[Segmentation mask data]
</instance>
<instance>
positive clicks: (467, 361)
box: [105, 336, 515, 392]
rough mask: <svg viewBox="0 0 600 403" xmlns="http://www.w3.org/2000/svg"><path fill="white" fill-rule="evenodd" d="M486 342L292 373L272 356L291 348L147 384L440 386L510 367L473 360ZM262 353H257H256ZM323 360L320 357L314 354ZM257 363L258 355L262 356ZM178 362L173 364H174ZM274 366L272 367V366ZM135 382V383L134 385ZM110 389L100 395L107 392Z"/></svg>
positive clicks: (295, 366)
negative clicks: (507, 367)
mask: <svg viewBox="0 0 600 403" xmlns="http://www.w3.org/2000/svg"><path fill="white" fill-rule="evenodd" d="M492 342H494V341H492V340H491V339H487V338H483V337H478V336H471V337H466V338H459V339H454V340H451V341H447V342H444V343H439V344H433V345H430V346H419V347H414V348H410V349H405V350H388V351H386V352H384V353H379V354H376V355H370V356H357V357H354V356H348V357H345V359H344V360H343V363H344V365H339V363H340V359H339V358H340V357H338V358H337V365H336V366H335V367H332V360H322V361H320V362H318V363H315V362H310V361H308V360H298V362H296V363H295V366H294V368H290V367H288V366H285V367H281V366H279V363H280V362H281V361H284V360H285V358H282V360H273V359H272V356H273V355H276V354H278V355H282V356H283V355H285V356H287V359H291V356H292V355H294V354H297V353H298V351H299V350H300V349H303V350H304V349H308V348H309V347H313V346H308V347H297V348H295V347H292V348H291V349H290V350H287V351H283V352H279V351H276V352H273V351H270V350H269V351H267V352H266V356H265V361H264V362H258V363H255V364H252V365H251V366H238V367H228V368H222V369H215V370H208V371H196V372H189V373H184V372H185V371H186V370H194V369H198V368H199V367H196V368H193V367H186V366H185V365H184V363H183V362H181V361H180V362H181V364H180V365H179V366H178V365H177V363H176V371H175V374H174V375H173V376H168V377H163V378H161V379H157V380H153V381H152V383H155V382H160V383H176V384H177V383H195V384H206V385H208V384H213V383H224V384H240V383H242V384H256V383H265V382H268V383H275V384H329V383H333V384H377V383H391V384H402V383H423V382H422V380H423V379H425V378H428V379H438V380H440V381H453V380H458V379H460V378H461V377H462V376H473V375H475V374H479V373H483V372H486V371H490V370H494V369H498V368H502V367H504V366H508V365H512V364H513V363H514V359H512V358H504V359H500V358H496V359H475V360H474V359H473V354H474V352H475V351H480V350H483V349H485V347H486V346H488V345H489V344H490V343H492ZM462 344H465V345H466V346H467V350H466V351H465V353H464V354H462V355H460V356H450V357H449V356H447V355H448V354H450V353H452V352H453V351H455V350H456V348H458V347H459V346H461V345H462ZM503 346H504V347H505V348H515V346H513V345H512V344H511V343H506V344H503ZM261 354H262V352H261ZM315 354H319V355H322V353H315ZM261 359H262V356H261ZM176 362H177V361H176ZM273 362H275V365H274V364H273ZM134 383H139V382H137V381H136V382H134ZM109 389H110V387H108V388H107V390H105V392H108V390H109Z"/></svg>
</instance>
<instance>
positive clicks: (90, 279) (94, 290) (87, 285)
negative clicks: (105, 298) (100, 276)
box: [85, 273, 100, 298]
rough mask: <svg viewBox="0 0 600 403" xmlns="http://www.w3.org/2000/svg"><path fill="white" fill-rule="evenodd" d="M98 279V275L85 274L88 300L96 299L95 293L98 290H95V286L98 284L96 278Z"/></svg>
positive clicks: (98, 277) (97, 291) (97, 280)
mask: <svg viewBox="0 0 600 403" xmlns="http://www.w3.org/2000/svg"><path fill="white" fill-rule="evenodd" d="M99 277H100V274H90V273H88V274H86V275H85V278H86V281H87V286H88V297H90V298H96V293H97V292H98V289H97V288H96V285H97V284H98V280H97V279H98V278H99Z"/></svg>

* * *

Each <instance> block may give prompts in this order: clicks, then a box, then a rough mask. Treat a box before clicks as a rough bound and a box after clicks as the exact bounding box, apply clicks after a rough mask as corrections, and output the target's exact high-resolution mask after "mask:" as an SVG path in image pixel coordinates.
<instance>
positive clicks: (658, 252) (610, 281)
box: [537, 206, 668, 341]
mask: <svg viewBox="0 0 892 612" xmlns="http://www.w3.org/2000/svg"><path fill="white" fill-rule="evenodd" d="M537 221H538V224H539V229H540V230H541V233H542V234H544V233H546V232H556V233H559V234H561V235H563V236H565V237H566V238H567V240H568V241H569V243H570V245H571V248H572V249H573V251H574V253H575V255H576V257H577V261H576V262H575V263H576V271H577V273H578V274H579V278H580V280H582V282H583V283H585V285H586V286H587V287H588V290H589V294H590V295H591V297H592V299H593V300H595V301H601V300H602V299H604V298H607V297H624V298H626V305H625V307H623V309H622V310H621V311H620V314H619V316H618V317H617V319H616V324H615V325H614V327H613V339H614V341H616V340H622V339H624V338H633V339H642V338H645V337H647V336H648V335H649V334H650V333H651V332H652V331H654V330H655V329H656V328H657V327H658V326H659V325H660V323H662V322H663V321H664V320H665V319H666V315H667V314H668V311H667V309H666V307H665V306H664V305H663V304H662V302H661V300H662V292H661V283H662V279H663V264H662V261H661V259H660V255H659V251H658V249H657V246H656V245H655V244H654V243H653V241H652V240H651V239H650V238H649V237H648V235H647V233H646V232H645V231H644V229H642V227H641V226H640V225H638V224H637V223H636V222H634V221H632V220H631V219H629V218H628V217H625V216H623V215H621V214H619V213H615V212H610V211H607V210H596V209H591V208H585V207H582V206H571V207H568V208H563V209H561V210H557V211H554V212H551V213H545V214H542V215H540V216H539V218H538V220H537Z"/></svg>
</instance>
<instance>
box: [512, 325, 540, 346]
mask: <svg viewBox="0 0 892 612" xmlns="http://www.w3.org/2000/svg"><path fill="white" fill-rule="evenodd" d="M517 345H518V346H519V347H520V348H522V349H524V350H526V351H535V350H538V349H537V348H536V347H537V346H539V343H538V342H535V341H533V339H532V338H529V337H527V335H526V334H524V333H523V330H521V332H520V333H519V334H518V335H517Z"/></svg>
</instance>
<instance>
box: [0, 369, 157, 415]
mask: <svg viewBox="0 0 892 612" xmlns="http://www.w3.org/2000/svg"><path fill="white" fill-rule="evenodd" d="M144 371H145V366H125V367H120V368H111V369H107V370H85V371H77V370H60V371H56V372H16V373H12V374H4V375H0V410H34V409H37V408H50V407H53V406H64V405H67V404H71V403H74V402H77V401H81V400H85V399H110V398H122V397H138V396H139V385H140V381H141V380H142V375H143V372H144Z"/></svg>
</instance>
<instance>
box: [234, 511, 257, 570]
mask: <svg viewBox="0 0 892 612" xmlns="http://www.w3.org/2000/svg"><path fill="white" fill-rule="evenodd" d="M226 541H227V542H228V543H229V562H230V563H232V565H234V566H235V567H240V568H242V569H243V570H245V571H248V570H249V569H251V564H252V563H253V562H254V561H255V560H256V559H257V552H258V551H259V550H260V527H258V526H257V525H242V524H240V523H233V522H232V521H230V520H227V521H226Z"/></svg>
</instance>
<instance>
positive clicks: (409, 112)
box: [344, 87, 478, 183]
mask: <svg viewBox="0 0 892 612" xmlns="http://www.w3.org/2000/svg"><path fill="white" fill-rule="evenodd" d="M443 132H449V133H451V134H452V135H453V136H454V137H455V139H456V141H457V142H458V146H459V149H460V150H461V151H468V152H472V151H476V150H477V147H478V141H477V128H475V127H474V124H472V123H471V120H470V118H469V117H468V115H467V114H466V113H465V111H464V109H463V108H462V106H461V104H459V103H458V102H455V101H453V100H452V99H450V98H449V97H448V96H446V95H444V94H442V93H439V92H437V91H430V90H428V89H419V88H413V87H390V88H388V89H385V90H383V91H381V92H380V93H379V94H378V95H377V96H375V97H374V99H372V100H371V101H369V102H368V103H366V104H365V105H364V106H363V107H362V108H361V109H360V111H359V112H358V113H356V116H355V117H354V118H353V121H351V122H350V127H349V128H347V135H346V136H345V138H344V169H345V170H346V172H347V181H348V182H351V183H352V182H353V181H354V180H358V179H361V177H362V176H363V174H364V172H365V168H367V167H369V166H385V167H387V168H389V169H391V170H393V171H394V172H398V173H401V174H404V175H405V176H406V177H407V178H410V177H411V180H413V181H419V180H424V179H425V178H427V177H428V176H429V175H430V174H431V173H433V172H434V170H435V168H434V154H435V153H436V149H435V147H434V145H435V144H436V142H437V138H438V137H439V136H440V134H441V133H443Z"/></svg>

- Problem requirements -
Reproduce, as a JSON list of strings with one string per line and any blank lines omitted, the lines above that begin with the line containing "279V275L85 274L88 300L96" and end with the line containing "positive clicks: (98, 277)", both of these lines included.

- Solution to this problem -
[
  "rough mask: <svg viewBox=\"0 0 600 403\" xmlns=\"http://www.w3.org/2000/svg\"><path fill=\"white\" fill-rule=\"evenodd\" d=\"M98 279V275L85 274L88 300L96 299L95 293L98 290H95V286L98 284L96 278Z\"/></svg>",
  "positive clicks: (98, 277) (97, 291) (97, 280)"
]